Source data:
--

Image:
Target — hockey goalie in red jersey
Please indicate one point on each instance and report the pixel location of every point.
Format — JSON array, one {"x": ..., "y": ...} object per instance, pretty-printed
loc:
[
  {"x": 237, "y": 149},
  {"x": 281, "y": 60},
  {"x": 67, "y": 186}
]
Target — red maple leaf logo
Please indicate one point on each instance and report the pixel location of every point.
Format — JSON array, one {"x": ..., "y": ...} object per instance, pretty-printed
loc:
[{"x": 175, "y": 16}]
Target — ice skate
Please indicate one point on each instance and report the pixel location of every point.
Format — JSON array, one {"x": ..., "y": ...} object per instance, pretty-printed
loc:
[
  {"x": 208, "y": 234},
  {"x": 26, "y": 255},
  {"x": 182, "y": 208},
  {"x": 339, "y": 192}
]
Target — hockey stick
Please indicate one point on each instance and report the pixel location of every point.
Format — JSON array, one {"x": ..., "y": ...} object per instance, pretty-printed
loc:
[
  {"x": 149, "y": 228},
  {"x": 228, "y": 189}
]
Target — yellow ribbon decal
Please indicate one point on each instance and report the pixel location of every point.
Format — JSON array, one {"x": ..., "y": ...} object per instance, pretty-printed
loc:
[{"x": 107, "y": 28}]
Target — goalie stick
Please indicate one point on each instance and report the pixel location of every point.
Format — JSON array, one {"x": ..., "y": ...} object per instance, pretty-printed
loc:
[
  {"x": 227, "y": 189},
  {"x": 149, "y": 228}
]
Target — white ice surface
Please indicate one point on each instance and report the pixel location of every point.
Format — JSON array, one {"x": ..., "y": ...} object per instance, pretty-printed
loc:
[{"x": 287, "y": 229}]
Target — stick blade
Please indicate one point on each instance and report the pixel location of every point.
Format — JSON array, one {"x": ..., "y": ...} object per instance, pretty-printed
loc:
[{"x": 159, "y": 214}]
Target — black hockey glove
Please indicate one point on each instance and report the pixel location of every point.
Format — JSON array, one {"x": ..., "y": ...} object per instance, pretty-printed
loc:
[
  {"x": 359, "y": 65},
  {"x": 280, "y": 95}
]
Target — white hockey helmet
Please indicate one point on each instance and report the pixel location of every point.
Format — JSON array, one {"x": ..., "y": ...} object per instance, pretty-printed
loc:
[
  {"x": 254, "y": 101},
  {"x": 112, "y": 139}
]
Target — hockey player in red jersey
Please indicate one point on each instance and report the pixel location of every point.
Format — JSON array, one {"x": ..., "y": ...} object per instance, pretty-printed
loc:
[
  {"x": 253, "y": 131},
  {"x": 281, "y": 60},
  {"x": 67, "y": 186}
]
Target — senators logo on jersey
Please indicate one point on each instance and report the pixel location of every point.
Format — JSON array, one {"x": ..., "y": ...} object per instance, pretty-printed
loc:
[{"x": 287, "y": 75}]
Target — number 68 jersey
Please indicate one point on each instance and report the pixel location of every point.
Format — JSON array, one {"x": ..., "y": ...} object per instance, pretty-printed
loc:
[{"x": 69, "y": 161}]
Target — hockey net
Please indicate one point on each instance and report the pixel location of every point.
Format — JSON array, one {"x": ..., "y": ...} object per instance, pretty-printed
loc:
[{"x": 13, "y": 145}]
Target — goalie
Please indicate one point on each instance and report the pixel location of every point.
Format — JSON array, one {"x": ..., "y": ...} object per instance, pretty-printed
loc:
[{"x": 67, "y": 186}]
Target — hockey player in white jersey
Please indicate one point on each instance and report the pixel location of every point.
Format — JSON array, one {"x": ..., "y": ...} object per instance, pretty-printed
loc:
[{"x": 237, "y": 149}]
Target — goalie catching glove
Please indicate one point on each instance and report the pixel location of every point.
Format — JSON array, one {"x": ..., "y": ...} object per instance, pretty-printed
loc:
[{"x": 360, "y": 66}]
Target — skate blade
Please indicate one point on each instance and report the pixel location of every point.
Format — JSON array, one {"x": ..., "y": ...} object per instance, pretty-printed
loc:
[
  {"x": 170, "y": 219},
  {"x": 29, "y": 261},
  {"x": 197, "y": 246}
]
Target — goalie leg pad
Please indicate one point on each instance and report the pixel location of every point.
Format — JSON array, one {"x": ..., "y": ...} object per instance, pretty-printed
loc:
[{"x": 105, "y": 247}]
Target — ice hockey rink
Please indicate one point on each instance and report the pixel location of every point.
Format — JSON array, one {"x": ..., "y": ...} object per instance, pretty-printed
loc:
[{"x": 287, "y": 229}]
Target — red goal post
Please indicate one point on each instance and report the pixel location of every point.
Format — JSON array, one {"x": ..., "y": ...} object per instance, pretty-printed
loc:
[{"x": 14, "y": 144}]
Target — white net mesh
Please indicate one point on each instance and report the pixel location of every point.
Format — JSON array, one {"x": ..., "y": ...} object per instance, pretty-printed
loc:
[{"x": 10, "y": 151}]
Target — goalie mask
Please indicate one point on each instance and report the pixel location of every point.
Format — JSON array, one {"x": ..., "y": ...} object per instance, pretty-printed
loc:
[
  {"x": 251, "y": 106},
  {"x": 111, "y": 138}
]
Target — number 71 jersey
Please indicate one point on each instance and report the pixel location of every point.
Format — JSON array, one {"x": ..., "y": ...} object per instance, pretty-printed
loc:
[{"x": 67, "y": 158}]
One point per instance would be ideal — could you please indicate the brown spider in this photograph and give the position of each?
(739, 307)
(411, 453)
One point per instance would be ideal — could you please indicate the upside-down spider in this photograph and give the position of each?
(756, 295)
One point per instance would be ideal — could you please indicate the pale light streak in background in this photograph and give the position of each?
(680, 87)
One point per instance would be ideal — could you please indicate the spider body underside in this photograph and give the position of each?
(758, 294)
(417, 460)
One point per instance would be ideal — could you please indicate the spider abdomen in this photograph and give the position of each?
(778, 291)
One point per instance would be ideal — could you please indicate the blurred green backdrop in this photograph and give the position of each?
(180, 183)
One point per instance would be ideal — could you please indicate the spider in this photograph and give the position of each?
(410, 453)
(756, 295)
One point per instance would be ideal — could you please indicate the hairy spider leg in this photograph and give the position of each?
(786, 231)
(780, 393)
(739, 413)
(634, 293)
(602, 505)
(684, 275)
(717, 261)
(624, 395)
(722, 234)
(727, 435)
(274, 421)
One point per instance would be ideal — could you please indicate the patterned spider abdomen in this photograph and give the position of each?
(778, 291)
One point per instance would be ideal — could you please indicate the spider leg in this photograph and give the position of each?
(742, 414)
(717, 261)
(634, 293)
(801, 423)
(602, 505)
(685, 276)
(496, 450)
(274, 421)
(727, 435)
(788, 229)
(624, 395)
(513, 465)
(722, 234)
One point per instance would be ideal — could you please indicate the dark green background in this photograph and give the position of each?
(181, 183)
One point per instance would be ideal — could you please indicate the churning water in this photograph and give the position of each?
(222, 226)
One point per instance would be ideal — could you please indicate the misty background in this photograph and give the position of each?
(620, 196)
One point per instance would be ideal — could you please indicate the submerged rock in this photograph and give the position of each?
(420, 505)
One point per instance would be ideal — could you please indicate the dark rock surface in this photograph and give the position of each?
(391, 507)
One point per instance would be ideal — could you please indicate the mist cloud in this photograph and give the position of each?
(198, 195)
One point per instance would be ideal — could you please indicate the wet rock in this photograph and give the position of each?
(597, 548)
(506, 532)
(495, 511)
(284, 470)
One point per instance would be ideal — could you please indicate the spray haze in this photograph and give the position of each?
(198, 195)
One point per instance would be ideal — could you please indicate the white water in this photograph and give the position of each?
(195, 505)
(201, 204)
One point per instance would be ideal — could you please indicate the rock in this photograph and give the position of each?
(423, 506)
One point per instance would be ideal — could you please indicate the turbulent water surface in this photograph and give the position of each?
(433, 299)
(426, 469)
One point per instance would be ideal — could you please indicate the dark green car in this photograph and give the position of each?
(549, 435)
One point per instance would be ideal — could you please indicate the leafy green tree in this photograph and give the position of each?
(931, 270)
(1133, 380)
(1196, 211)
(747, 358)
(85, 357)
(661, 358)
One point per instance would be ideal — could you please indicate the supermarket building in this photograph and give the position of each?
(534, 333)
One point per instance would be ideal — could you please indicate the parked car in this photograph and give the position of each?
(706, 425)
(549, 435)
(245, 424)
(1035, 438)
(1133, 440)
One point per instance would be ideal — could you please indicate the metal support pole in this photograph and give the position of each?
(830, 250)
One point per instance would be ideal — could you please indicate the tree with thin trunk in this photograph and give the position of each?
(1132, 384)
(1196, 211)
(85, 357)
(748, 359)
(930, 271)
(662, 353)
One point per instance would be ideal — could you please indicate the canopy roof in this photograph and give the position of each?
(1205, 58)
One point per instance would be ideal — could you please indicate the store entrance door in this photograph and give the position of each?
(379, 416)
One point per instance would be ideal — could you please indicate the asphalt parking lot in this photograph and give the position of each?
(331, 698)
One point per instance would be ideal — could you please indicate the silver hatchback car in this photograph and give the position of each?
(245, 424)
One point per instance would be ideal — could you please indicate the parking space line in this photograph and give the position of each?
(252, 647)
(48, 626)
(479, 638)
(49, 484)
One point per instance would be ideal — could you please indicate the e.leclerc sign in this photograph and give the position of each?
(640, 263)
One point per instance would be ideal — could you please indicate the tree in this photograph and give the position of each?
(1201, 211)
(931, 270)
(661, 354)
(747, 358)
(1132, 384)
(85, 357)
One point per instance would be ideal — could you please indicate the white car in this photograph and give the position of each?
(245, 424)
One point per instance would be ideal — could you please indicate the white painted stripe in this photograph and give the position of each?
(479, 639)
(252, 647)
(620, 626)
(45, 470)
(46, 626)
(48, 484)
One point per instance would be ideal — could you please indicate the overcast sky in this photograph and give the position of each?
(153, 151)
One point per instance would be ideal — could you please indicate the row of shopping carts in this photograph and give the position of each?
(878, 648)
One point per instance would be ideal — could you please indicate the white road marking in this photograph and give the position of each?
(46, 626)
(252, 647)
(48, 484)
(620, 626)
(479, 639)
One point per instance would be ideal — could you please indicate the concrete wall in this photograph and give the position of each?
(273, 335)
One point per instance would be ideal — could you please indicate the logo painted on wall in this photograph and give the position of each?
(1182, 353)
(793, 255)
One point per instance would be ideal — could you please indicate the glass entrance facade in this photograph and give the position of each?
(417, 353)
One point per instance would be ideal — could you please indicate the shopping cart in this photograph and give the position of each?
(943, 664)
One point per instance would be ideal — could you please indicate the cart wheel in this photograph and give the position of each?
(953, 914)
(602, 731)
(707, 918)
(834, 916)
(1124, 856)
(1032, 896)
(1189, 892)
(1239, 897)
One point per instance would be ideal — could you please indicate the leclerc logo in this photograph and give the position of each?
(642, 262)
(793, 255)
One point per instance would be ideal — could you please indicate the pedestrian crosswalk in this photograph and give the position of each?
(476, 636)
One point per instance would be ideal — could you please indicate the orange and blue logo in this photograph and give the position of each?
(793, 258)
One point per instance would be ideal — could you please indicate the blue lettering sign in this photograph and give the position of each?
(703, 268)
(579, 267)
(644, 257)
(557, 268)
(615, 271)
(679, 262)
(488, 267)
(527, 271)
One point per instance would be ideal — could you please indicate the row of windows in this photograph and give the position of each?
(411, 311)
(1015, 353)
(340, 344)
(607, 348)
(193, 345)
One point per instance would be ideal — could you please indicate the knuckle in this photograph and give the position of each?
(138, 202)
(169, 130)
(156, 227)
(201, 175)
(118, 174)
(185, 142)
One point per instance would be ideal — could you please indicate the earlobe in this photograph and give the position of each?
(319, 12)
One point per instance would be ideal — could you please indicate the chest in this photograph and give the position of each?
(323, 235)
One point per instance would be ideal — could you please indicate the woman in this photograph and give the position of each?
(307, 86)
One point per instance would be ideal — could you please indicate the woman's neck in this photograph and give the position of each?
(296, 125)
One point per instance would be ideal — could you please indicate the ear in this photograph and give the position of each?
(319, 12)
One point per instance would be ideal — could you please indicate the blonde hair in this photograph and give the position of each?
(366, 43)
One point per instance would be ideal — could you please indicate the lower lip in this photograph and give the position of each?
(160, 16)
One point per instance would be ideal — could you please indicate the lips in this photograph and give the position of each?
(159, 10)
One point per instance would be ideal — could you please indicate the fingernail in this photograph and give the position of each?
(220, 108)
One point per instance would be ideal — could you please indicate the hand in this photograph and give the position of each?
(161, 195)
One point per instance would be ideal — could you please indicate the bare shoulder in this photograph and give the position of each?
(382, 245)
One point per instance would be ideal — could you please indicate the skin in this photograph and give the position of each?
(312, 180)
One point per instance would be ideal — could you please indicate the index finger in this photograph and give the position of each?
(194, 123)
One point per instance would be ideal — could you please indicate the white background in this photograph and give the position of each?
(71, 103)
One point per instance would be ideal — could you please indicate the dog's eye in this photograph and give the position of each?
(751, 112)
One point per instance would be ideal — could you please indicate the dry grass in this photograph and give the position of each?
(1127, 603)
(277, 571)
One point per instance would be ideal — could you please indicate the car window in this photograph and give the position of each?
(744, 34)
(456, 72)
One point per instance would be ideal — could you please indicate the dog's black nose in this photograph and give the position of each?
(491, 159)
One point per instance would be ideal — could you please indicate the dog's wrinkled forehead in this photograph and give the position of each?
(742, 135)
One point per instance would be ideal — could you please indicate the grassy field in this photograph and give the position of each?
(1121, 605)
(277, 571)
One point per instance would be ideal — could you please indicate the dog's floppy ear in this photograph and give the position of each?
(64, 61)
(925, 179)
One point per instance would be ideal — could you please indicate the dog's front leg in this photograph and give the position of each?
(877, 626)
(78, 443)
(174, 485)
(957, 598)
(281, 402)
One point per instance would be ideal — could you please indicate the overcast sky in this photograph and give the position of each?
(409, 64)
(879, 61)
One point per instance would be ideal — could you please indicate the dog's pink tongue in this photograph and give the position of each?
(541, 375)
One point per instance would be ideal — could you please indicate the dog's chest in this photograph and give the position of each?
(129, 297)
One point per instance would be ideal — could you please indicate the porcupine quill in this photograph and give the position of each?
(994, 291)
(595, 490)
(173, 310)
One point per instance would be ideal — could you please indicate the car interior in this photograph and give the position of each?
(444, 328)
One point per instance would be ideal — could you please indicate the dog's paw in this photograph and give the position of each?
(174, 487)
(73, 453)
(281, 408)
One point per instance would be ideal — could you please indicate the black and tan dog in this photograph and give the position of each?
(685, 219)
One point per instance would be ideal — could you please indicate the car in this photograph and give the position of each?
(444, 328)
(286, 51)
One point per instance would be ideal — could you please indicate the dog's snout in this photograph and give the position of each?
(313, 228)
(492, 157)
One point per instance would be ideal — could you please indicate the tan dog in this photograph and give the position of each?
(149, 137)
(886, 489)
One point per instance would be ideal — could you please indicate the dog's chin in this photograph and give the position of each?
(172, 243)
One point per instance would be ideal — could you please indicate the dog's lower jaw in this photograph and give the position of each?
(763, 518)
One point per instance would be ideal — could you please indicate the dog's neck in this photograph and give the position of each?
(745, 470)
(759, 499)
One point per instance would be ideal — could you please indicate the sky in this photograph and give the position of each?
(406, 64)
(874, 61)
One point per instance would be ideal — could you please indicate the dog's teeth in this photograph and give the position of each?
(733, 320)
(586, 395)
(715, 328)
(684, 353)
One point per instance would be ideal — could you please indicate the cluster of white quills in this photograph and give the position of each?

--

**Exercise:** Look for the string "blade" in the records, and copy every line where it is found.

**Problem solution:**
Target — stick blade
Target — skate blade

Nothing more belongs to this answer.